[TEXTE FOURNI]
Dominus fortitudo
Le Seigneur est la force de son peuple et le bouclier sauveur de son Oint
Sauve ton peuple, Seigneur, bénis ton héritage, et règne sur lui jusque dans les siècles des siècles. (Trad. François Cassingéna-Trévedy)
V/ Vers toi, Seigneur, je crie ; mon Dieu, ne garde pas le silence envers moi. Si tu restais muet, je serais comme ceux qui descendent au tombeau. (Trad. Missel Feder)
Dominus fortitudo plebis suae
et protector salutarium Christi sui est.
Salvum fac populum tuum, Domine,
et benedic hereditati tuae
et rege eos usque in saeculum.
V/ Ad te Domine clamabo, Deus meus, ne sileas a me : ne quando taceas a me , et assimilabor descendentibus in lacum
(Ps 27, 8-9, 1)
Dieu fort
Pour François Cassingéna-Trévedy, l’introït Dominus fortitudo traduit vocalement l’idée de force : « force de l’assemblée chrétienne célébrant comme un seul homme, force du peuple de Dieu dans son apparition et son exercice liturgiques, fortitudo plebis dans l’eucharistie célébrée – dont le Seigneur en personne est la source. In fortitudine cibi illius … « Fort de cette nourriture », est-il rapporté du prophète Elie … » (op. cit. p. 60)
Puis il s’étendit sous le buisson, et s’endormit. Mais voici qu’un ange le toucha et lui dit : « Lève-toi, et mange ! »
Il regarda, et il y avait près de sa tête une galette cuite sur des pierres brûlantes et une cruche d’eau. Il mangea, il but, et se rendormit.
Une seconde fois, l’ange du Seigneur le toucha et lui dit : « Lève-toi, et mange, car il est long, le chemin qui te reste. »
Élie se leva, mangea et but. Puis, fortifié par cette nourriture, il marcha quarante jours et quarante nuits jusqu’à l’Horeb, la montagne de Dieu.
(1 R 19, 5-8)
Le Seigneur est ma force et mon rempart (Ps 27, 7)
Abbaye Saint Michel de la Cluse (Italie, à 30 km à l’ouest de Turin) (Photo Wikimédia commons)
Le psaume 27 (hb 28)
Confiance absolue en un Dieu fort qui élève
Lien vers la traduction liturgique du psaume que nous utilisons ici en apportant quelques précisions ou modifications : https://www.aelf.org/bible/Ps/27
01 Seigneur, mon rocher, c'est toi que j'appelle : ne reste pas sans me répondre, car si tu gardais le silence, je m'en irais, moi aussi, vers la tombe.
02 Entends la voix de ma prière quand je crie vers toi, quand j'élève les mains vers le Saint des Saints !
La supplication du psalmiste a pour cadre une prière liturgique : dans une gestique rituelle il lève les mains vers le Saint des Saints, la partie la plus sacrée du temple où trône l’Arche d’Alliance, lieu sûr comme un roc. A l’appel de l’orant doit répondre l’écoute du Seigneur. Son silence le conduirait à la mort, royaume du silence
03 Ne me traîne pas chez les impies, chez les hommes criminels ; à leurs voisins ils parlent de paix quand le mal est dans leur coeur.

[DONNÉES FOURNIES]
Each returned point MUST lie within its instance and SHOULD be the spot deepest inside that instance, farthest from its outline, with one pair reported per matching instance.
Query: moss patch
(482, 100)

[CONSIGNE] Poursuivez le commentaire sur l'introït Dominus fortitudo et le psaume 27 à partir de sa dernière phrase.

[RÉPONSE]
04 Traite-les d'après leurs actes et selon leurs méfaits ; traite-les d'après leurs oeuvres, rends-leur ce qu'ils méritent.
05 Ils n'ont compris ni l'action du Seigneur ni l'oeuvre de ses mains ; que Dieu les renverse et jamais ne les relève !
Cette mort le psalmiste la partagerait avec les impies dont le crime est d’abord d’avoir un double langage. En vertu du principe de rétribution, le Seigneur ne leur donnera que ce qu’ils méritent. Ce qu’ils font (leurs œuvres) montre qu’ils n’ont rien compris à l’œuvre du Seigneur. Ils sont voués à péricliter.
06 Béni soit le Seigneur qui entend la voix de ma prière !
07 Le Seigneur est ma force et mon rempart ; à lui, mon coeur fait confiance : il m'a guéri, ma chair a refleuri, mes chants lui rendent grâce.
08 Le Seigneur est la force de son peuple, le refuge et le salut de son messie.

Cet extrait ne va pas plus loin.